* BEGIN *

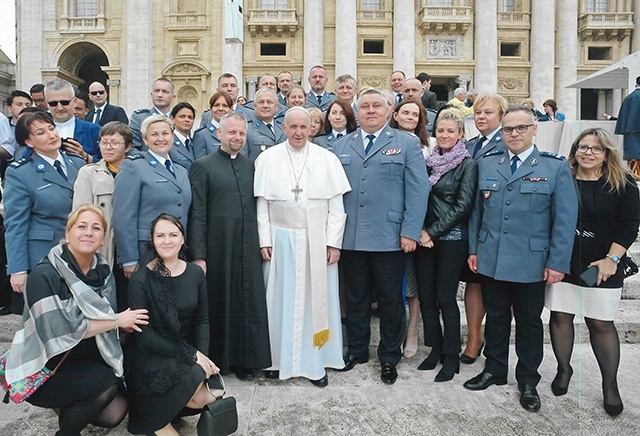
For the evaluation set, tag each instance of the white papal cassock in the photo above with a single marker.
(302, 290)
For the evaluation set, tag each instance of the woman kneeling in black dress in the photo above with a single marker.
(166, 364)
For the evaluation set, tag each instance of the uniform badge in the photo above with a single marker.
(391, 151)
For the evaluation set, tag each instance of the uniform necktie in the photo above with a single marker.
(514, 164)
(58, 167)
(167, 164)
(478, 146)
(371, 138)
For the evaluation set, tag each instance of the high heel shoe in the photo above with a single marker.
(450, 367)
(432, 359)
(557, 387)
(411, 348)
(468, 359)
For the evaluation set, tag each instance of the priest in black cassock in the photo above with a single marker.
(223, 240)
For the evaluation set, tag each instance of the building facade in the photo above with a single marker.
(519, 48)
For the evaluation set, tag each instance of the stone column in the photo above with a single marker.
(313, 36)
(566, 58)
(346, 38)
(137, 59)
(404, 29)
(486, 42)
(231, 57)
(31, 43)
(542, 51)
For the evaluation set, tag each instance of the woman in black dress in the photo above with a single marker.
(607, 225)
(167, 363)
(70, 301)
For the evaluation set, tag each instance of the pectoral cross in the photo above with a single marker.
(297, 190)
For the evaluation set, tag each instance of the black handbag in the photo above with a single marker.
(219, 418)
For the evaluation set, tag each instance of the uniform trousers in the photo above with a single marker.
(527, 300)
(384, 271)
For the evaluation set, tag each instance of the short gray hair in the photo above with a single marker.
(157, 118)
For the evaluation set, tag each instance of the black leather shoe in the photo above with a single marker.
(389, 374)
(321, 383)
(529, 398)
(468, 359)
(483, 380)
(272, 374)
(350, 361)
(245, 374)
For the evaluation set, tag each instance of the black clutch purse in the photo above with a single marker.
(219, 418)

* END *

• **TASK DETAILS**: Replace "single marker" with "single point" in the lines from the one with "For the evaluation set, tag each instance of the uniform necktie" up to and including the final line, and give only those lines with everything else unchanged.

• **WORKED SOLUTION**:
For the evaluation set, tag each instance of the uniform necktie in the photo above with a single point.
(514, 164)
(58, 167)
(167, 164)
(478, 146)
(371, 138)
For the evaluation set, tag each instance of the high heel shoe in the photo above with a single point.
(450, 367)
(432, 359)
(557, 387)
(411, 348)
(468, 359)
For the evaluation set, tag each instance of the priest in black cassock in the photo above with a single point.
(223, 240)
For the evaluation set, tag each instance of the building facade in the photo above with a single point.
(519, 48)
For the evaluation set, tag each instance of the stone column in the photo above with a single point.
(313, 36)
(566, 58)
(346, 38)
(137, 59)
(404, 29)
(486, 42)
(231, 57)
(31, 43)
(542, 51)
For the evaluation set, tag each instance of the woman in black dress in the photo above with a single point.
(607, 225)
(167, 363)
(70, 301)
For the evaluation set, tag each instance of the pectoral cross in the photo above with a single point.
(297, 190)
For the evaluation set, tag each instance of the black handbag in the photo above with a single point.
(219, 418)
For the evaluation set, tag each instance of the uniform trousers in the photo above with a single point.
(527, 300)
(384, 271)
For the evaluation set, tag each instance of the short gray hair in the photo above with a single point.
(157, 118)
For the evaluation set, tag each instance of the black leather shoe in the photo above with a single point.
(389, 374)
(321, 383)
(529, 398)
(468, 359)
(483, 380)
(272, 374)
(350, 361)
(245, 374)
For the evaluation set, tag each instance of the black clutch purse in the photo above with a single point.
(219, 418)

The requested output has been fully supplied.